## begin EXERCISE MATERIALS
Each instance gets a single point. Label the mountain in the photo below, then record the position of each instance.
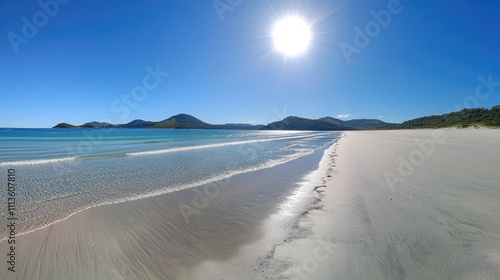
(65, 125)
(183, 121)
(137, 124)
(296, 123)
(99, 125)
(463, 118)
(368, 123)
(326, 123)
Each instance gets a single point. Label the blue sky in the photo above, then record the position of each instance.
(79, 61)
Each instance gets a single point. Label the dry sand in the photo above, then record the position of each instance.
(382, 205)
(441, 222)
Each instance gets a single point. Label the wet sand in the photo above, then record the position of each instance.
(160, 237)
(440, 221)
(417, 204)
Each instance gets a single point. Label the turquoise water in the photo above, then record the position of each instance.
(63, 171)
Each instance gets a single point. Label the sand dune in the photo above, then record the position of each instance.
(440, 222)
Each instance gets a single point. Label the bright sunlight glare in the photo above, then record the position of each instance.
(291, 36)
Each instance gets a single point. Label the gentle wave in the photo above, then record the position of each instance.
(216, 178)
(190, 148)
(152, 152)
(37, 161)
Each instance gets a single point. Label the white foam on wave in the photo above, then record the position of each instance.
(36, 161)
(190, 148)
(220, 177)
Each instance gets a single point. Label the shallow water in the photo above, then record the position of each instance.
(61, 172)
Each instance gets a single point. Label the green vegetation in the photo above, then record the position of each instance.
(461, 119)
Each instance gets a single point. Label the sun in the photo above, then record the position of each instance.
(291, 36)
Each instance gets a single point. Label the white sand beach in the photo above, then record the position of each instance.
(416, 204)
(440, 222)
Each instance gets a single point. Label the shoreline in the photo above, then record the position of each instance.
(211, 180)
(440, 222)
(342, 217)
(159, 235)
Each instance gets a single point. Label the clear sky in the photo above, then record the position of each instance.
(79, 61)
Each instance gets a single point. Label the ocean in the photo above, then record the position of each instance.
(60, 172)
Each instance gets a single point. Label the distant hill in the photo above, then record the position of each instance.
## end EXERCISE MATERIALS
> PROBLEM
Rewrite the listing with "record the position" replaced by "note the location" everywhere, keeping everything else the same and omitting the pictures.

> EXERCISE SOLUTION
Each instance gets a single point. Label the mountain in the photo below, then note the location of each instance.
(65, 125)
(183, 121)
(137, 124)
(296, 123)
(99, 125)
(463, 118)
(368, 123)
(326, 123)
Each instance gets a single point. Label the blue sky in the photo above, then note the location of each instance.
(79, 61)
Each instance gets a single point. Label the dry sand in the photo above, then note the location of each instance.
(382, 205)
(441, 222)
Each instance gets a single point. Label the wet sand in the photo above, then note the location of each instance.
(160, 237)
(440, 221)
(417, 204)
Each instance gets a single point. Label the turquoise water in the photo above, then note the location of each instance.
(63, 171)
Each instance gets a single point. Label the sand dune in the photo above, then note the location of each instance.
(440, 222)
Each instance gets a single point. Label the bright sunlight glare in the photo above, then note the location of each instance.
(291, 36)
Each instance gets a single point. Label the gentle wave in the photo above, then note the location of each instance.
(216, 178)
(190, 148)
(152, 152)
(37, 161)
Each instance gets a single point. Label the white foam on wave in the photo above, then note the location of each instance.
(36, 161)
(190, 148)
(220, 177)
Each instance gets a single point. Label the shallow water in the photo above, then note the location of each instance.
(61, 172)
Each instance gets a single point. Label the green vegetation in the photo above, then note the location of each instance.
(461, 119)
Each instance gets a single point. Label the sun in the photo above, then note the location of each instance.
(291, 36)
Each instance gets a single point. Label the white sand beach in the photo above, then note the location of each instance.
(416, 204)
(440, 222)
Each instance gets a single point. Label the shoreline in the photo above, then note the location of each instance.
(211, 180)
(440, 222)
(342, 217)
(159, 235)
Each instance gets a single point. Label the clear sky in the photo above, then note the location of each instance.
(79, 61)
Each instance gets a single point. Label the ocean in the photo above, then note the location of each instance.
(60, 172)
Each instance gets a single point. Label the distant hill in the photo above, then note the location of each instance.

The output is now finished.